------ Data provided
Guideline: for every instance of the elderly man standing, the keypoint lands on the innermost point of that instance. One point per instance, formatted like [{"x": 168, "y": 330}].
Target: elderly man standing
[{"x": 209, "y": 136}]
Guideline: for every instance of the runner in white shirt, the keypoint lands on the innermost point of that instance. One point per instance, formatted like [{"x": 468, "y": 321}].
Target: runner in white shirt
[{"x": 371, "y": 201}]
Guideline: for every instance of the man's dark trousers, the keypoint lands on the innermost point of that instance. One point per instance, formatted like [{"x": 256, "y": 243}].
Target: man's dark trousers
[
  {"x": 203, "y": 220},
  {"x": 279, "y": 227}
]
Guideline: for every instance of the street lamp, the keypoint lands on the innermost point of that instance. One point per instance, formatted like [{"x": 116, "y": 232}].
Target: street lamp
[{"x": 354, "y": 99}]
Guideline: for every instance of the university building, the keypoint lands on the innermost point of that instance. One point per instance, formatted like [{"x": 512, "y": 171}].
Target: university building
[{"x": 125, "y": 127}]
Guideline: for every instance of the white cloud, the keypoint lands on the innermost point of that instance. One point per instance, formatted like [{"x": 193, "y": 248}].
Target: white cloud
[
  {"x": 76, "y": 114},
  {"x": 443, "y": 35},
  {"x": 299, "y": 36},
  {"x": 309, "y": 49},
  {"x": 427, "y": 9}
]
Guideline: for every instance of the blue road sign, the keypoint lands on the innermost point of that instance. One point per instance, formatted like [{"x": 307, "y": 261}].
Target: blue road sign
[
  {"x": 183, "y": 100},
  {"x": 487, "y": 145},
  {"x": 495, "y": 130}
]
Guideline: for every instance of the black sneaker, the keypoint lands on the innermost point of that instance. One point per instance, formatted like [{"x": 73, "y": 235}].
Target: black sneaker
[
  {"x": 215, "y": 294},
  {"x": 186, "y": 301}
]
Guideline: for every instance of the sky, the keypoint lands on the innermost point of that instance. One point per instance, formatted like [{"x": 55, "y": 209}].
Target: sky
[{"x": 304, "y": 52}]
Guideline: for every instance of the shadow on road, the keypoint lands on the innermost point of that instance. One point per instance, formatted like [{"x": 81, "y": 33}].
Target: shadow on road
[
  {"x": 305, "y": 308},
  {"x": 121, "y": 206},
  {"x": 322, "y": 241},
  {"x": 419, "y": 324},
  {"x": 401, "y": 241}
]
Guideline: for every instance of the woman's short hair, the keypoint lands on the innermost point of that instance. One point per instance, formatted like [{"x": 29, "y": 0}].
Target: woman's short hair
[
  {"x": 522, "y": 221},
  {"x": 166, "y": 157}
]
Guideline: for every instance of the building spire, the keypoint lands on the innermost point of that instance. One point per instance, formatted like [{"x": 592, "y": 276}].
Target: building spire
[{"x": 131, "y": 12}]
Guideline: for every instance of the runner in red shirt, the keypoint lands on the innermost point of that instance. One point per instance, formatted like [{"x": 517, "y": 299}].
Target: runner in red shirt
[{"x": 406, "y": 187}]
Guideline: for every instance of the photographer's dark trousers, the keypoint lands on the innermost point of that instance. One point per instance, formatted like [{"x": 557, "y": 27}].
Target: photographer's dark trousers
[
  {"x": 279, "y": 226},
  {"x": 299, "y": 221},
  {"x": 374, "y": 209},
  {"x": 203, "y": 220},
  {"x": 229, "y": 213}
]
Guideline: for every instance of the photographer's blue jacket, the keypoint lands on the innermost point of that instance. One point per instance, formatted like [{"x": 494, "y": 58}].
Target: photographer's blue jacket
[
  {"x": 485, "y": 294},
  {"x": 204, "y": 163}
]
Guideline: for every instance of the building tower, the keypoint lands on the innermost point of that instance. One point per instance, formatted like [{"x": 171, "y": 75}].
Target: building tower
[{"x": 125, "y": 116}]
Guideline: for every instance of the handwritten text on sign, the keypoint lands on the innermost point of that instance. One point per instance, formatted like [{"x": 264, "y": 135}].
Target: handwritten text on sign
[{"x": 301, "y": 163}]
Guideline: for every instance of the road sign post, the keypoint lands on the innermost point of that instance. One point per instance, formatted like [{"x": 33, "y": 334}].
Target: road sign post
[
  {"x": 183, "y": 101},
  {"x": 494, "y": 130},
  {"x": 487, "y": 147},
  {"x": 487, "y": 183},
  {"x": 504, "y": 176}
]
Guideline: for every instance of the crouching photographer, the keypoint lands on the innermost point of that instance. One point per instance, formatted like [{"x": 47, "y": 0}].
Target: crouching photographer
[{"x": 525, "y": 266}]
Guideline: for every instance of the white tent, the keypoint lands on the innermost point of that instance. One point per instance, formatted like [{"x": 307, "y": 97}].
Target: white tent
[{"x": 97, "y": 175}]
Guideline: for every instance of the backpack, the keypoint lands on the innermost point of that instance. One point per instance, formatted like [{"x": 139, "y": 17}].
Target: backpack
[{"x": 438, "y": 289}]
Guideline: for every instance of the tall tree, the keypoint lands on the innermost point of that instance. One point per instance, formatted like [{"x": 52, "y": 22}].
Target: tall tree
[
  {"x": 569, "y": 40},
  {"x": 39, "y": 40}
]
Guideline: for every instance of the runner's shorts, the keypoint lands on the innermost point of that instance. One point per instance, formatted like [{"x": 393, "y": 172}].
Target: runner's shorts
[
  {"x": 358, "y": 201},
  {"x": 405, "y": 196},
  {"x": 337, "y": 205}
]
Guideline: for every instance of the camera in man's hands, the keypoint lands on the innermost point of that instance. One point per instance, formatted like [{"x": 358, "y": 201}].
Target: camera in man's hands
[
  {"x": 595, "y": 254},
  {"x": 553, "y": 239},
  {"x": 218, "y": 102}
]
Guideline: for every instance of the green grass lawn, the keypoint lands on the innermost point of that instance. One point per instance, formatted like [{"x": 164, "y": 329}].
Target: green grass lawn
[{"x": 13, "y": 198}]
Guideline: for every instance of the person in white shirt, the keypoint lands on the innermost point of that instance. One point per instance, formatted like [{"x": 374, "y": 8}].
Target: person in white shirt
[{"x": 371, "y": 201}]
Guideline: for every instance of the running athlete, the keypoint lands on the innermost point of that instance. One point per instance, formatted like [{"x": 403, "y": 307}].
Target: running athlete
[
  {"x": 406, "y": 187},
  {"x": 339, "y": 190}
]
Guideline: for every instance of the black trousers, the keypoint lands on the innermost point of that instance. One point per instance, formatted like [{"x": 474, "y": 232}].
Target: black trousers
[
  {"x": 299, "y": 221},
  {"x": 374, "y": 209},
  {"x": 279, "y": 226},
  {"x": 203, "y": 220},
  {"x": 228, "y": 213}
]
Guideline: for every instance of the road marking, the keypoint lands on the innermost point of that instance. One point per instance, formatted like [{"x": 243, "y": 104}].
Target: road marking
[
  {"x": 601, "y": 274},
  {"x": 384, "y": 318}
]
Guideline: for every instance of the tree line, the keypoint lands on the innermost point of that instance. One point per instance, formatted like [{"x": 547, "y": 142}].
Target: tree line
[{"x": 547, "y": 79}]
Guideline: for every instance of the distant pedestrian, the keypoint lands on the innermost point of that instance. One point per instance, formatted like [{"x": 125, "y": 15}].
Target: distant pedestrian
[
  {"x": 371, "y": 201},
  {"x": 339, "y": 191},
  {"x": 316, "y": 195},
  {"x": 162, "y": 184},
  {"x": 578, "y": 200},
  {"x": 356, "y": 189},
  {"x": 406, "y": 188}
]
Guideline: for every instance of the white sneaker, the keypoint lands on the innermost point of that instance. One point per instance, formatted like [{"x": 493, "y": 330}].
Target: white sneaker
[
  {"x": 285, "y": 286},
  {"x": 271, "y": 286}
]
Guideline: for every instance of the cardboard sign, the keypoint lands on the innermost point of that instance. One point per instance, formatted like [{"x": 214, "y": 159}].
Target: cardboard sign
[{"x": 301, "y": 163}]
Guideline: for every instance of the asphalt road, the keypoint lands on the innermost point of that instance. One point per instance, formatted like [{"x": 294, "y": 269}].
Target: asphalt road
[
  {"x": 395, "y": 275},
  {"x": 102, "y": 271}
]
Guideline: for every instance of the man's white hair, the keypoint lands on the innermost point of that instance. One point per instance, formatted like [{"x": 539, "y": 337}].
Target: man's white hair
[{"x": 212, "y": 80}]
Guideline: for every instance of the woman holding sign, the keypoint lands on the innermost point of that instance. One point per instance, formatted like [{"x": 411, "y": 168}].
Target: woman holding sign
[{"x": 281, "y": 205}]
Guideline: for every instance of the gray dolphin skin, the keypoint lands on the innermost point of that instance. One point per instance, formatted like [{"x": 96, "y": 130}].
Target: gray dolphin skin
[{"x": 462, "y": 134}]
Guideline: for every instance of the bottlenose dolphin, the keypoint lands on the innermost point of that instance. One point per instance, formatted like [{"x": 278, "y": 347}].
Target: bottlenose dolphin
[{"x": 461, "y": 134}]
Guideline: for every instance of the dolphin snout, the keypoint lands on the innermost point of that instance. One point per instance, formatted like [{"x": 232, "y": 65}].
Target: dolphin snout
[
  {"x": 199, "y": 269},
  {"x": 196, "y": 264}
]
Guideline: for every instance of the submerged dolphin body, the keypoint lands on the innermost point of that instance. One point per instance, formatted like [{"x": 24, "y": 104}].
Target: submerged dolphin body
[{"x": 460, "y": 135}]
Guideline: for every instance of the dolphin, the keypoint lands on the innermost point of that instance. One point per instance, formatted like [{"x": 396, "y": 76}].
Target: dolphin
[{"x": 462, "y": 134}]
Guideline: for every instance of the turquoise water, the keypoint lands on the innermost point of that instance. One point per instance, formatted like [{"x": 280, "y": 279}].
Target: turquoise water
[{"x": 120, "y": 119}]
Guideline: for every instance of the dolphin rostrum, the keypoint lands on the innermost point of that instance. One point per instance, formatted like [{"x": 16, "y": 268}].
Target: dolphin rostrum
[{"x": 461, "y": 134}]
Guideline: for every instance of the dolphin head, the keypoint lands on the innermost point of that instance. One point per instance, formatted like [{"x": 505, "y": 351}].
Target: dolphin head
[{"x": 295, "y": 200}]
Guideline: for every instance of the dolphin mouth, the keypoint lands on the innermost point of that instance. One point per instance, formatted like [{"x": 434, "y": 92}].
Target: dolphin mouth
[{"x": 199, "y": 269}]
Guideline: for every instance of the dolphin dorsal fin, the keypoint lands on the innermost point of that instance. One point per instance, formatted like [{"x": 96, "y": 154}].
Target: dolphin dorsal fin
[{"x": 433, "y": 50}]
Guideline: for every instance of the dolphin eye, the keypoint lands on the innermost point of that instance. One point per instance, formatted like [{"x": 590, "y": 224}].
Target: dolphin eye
------------
→ **What the task requires**: Look above for the line containing "Target: shadow on road". Output from there through the line containing "Guideline: for every instance of the runner in red", exactly and inclusively.

→ **Response area**:
Target: shadow on road
[
  {"x": 305, "y": 308},
  {"x": 121, "y": 206},
  {"x": 322, "y": 241},
  {"x": 419, "y": 324},
  {"x": 401, "y": 241}
]
Guideline: for every instance of the woman's short hair, the keypoint lands on the innermost point of that instance. One point per instance, formatted like [{"x": 29, "y": 0}].
Target: woman's short hair
[
  {"x": 522, "y": 221},
  {"x": 166, "y": 157}
]
Guideline: for every instance of the building spire, the keypoint lands on the innermost point of that instance. One point per instance, formatted like [{"x": 592, "y": 276}].
Target: building spire
[{"x": 131, "y": 12}]
Guideline: for every instance of the runner in red shirt, the keypoint lands on the innermost point of that instance. One point per instance, formatted like [{"x": 517, "y": 299}].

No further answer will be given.